- Exercise requirements: Swap "Pick out" for "Locate" everywhere it occurs in the records below and reproduce them with every other line unchanged. Omit the pictures from your answer.

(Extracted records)
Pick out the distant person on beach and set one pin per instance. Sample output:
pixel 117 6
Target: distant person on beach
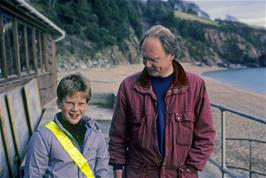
pixel 72 144
pixel 162 124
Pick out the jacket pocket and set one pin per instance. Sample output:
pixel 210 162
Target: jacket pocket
pixel 137 128
pixel 184 127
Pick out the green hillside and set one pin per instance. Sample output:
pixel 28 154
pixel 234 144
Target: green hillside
pixel 109 30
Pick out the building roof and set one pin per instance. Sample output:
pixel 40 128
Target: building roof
pixel 28 10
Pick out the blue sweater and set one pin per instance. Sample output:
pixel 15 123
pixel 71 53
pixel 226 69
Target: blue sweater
pixel 160 85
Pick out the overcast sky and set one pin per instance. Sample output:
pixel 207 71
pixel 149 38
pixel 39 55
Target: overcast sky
pixel 252 12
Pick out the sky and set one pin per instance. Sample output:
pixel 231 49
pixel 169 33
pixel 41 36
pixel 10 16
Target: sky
pixel 252 12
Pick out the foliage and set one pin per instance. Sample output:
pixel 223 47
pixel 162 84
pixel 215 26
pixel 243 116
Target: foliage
pixel 106 23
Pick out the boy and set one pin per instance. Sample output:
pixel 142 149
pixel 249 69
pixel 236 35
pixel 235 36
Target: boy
pixel 82 152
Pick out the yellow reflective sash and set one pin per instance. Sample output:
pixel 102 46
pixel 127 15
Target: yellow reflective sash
pixel 73 152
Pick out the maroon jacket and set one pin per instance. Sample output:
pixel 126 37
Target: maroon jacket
pixel 189 132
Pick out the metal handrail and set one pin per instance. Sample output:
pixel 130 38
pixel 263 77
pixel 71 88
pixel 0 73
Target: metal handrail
pixel 223 167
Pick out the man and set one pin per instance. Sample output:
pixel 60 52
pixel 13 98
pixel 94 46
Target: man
pixel 72 145
pixel 162 125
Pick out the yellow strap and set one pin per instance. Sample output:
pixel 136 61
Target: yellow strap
pixel 73 152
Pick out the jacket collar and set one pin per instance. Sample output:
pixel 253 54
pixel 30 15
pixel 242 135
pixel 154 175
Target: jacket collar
pixel 179 85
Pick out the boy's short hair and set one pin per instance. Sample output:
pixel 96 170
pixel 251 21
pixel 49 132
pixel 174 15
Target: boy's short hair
pixel 71 84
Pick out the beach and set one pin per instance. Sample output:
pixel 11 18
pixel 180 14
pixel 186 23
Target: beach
pixel 107 80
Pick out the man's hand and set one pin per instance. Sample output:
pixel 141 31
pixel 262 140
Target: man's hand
pixel 118 173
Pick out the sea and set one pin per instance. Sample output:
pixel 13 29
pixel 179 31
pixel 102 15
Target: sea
pixel 252 79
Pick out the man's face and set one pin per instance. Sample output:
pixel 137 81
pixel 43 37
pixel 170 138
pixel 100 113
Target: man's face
pixel 73 107
pixel 156 61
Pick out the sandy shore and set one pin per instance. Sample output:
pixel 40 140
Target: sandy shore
pixel 107 80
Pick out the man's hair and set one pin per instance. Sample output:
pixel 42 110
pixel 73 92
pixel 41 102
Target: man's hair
pixel 71 84
pixel 166 37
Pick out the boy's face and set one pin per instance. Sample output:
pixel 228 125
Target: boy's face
pixel 73 107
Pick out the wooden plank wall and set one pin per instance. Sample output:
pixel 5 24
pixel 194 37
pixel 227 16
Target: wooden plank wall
pixel 20 114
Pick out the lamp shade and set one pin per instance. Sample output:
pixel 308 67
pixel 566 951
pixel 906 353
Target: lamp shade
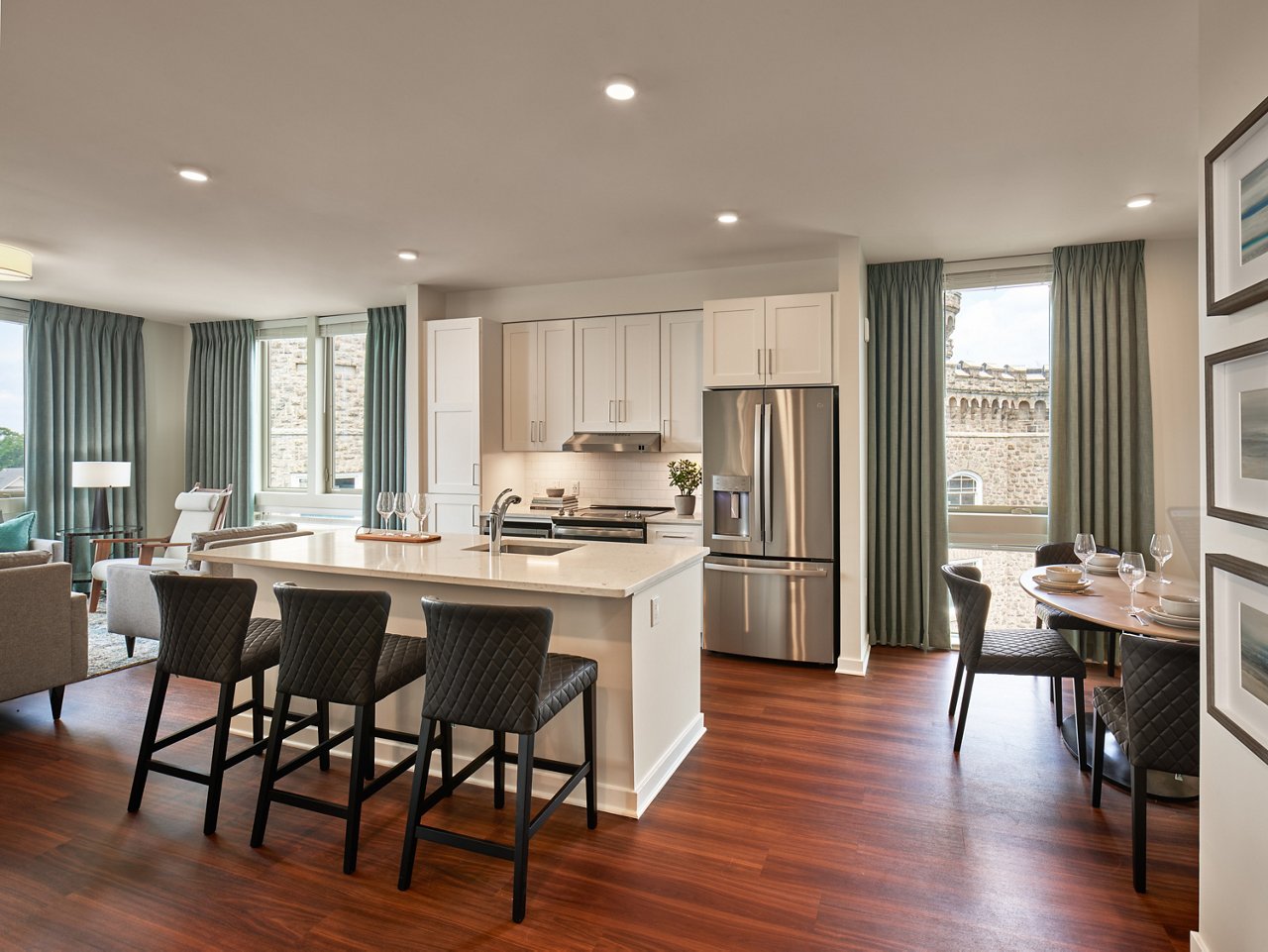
pixel 100 473
pixel 16 264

- Result for this task:
Locate the distant person on beach and set one pin per instance. Sample output:
pixel 117 6
Target: distant person on beach
pixel 72 144
pixel 162 124
Locate the jacket pocket and set one pin per instance. Sample output:
pixel 210 162
Target: jacket pocket
pixel 137 128
pixel 184 127
Locate the green hillside and set one pin per instance. Sample output:
pixel 28 154
pixel 234 144
Target: green hillside
pixel 109 30
Locate the building roof and set one pin per instance. Sample output:
pixel 40 128
Target: building roof
pixel 28 10
Locate the blue sweater and set one pin per instance. Sample output:
pixel 15 123
pixel 71 53
pixel 226 69
Target: blue sweater
pixel 160 85
Locate the overcast sky and set one pin per instance. Sample output:
pixel 207 71
pixel 149 38
pixel 39 55
Target: overcast sky
pixel 252 12
Locate the sky and set one pin per instance. Sample output:
pixel 231 49
pixel 169 33
pixel 41 36
pixel 10 16
Target: sky
pixel 252 12
Locate the foliage and set one pin per instance. Sample output:
pixel 223 47
pixel 162 84
pixel 215 26
pixel 243 116
Target: foliage
pixel 106 23
Locate the boy and set one pin per instance. Sample output:
pixel 142 149
pixel 249 69
pixel 236 35
pixel 235 36
Target: boy
pixel 82 152
Locate the yellow reflective sash and set one pin per instance. Sample output:
pixel 102 46
pixel 127 15
Target: yellow reflective sash
pixel 73 152
Locate the maroon jacket and set one pin per instance. Sample output:
pixel 126 37
Target: maroon jacket
pixel 189 132
Locate the metal handrail and set one pin per instance. Sample output:
pixel 130 38
pixel 263 77
pixel 71 88
pixel 0 73
Target: metal handrail
pixel 223 167
Locate the man and set one pin per instance. Sample output:
pixel 60 52
pixel 13 98
pixel 94 46
Target: man
pixel 72 145
pixel 162 125
Locate the yellow strap and set one pin per instance. Sample output:
pixel 136 61
Target: yellow strap
pixel 73 152
Locate the jacket collar and set one pin per instance. Sample output:
pixel 253 54
pixel 30 15
pixel 242 135
pixel 154 175
Target: jacket collar
pixel 179 85
Locate the boy's short hair and set one pin per instance. Sample output:
pixel 96 170
pixel 251 21
pixel 49 132
pixel 174 15
Target: boy's short hair
pixel 71 84
Locate the beach and set one pin per instance. Sample output:
pixel 11 18
pixel 180 14
pixel 186 23
Target: beach
pixel 107 80
Locate the man's hand and set one pin per instance. Sample output:
pixel 141 31
pixel 262 140
Target: man's hand
pixel 118 173
Locate the sea and set one pin per instance. Sample output:
pixel 13 29
pixel 179 31
pixel 102 15
Target: sea
pixel 252 79
Locate the man's face and set one pin per instance. Sample output:
pixel 137 81
pixel 43 37
pixel 170 138
pixel 100 113
Target: man's face
pixel 73 107
pixel 156 61
Locate the sandy shore and set one pin per instance. Sample output:
pixel 40 140
Target: sandy shore
pixel 107 80
Locate the man's hair and set one pin per instance. Sample output:
pixel 42 110
pixel 73 92
pixel 41 102
Target: man's hair
pixel 71 84
pixel 166 37
Locate the boy's face and set one pin per instance. Sample output:
pixel 228 125
Target: boy's face
pixel 73 107
Locate the wooden plank wall and set one pin per instance. Sample output:
pixel 5 24
pixel 194 37
pixel 227 16
Target: wooden plank wall
pixel 20 114
Locate the lamp shade and set one pin per instance. Sample output:
pixel 308 67
pixel 566 951
pixel 906 353
Target: lamp shade
pixel 100 473
pixel 16 264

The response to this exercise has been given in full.